#### [Supplied entries]
◇ ◇ ◇ ◇ ◇ ◇ ◇

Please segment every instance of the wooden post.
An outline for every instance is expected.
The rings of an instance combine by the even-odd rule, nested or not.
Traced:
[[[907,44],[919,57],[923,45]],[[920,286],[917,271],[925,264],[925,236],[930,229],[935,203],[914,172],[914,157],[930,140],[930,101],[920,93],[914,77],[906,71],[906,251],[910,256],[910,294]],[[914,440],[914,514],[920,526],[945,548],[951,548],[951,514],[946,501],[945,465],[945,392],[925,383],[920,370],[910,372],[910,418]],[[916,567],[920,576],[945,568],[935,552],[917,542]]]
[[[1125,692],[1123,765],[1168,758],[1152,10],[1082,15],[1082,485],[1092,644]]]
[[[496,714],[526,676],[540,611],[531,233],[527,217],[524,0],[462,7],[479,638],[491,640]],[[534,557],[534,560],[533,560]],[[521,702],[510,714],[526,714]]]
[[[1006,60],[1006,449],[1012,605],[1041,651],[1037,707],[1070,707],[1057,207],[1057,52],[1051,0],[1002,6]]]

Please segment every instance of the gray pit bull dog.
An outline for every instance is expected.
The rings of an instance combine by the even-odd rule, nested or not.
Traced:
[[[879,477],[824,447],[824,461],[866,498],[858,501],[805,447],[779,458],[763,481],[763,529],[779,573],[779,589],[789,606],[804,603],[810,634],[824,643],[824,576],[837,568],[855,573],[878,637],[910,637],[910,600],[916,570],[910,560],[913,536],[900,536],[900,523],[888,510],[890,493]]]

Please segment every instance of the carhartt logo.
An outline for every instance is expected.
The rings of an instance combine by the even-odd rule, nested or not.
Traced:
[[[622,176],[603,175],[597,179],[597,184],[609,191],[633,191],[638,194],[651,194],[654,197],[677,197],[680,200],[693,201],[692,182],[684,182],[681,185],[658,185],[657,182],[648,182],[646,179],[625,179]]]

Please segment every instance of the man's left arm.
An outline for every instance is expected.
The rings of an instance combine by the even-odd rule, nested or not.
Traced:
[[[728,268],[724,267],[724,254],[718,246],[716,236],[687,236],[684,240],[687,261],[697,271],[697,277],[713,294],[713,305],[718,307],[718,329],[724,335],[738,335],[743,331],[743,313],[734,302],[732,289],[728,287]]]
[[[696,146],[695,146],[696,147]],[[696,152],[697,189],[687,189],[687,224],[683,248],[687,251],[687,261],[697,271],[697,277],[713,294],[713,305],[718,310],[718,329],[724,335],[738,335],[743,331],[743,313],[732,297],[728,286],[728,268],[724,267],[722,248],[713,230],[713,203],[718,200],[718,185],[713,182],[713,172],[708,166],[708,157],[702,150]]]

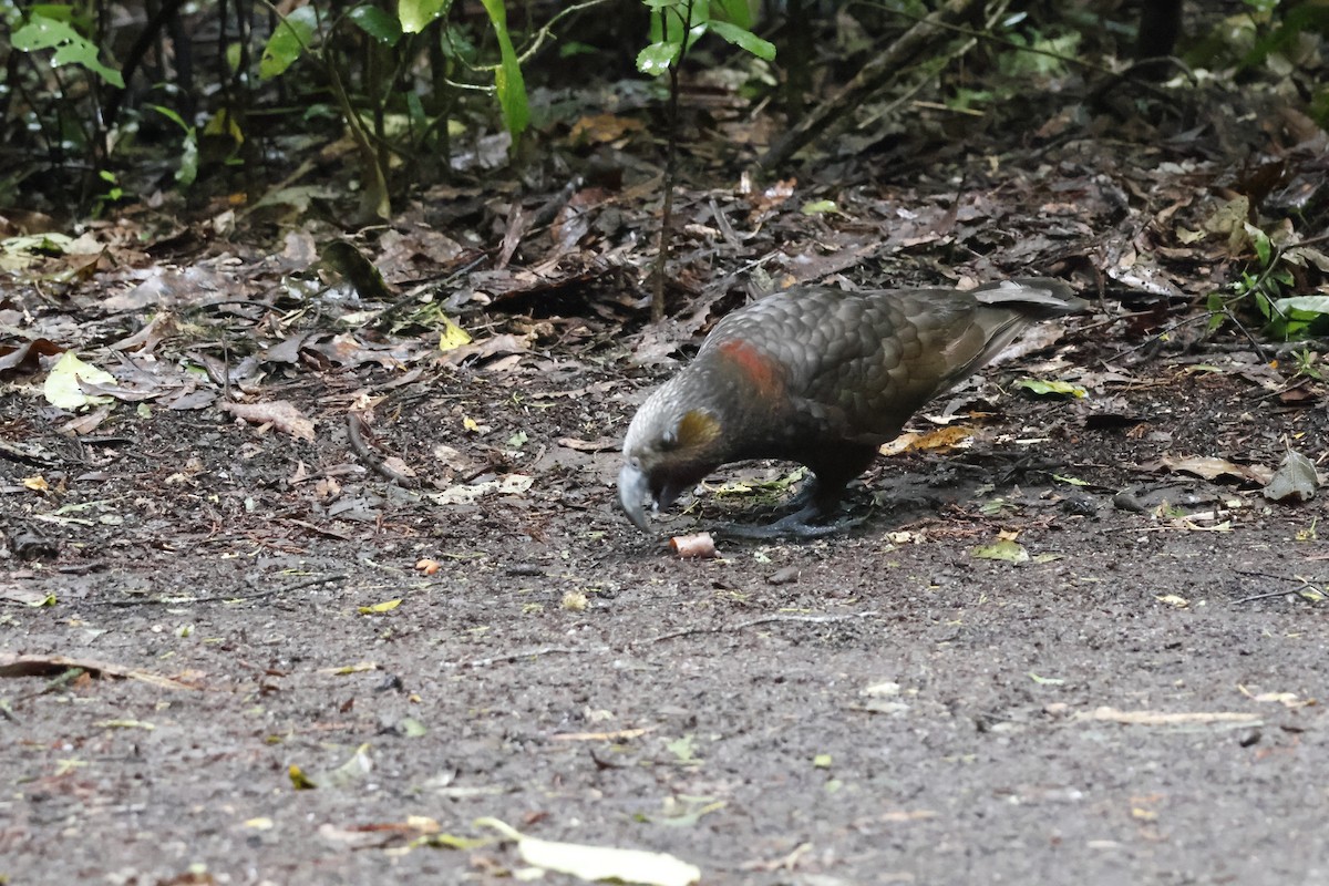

◇ ◇ ◇ ◇ ◇ ◇ ◇

#### [What to produce]
Write out the items verbatim, starting with the line that contains "Please segment every instance of the man's" and going on through the end of the items. Leave the pictures out of your answer.

#### [Answer for the task]
Please segment every instance of the man's left arm.
An outline for every instance is expected.
The rings of an instance combine by the even-odd rule, nested or not.
Traced:
[[[728,268],[724,267],[724,254],[718,246],[716,236],[687,236],[684,240],[687,261],[697,271],[697,277],[713,294],[713,305],[718,307],[718,329],[724,335],[738,335],[743,331],[743,313],[734,302],[732,289],[728,287]]]
[[[696,146],[695,146],[696,147]],[[696,152],[697,189],[687,189],[687,224],[683,248],[687,251],[687,261],[697,271],[697,277],[713,294],[713,305],[718,310],[718,329],[724,335],[738,335],[743,331],[743,313],[732,297],[728,286],[728,268],[724,267],[722,248],[713,230],[713,203],[718,200],[718,185],[713,182],[713,172],[708,166],[708,157],[702,150]]]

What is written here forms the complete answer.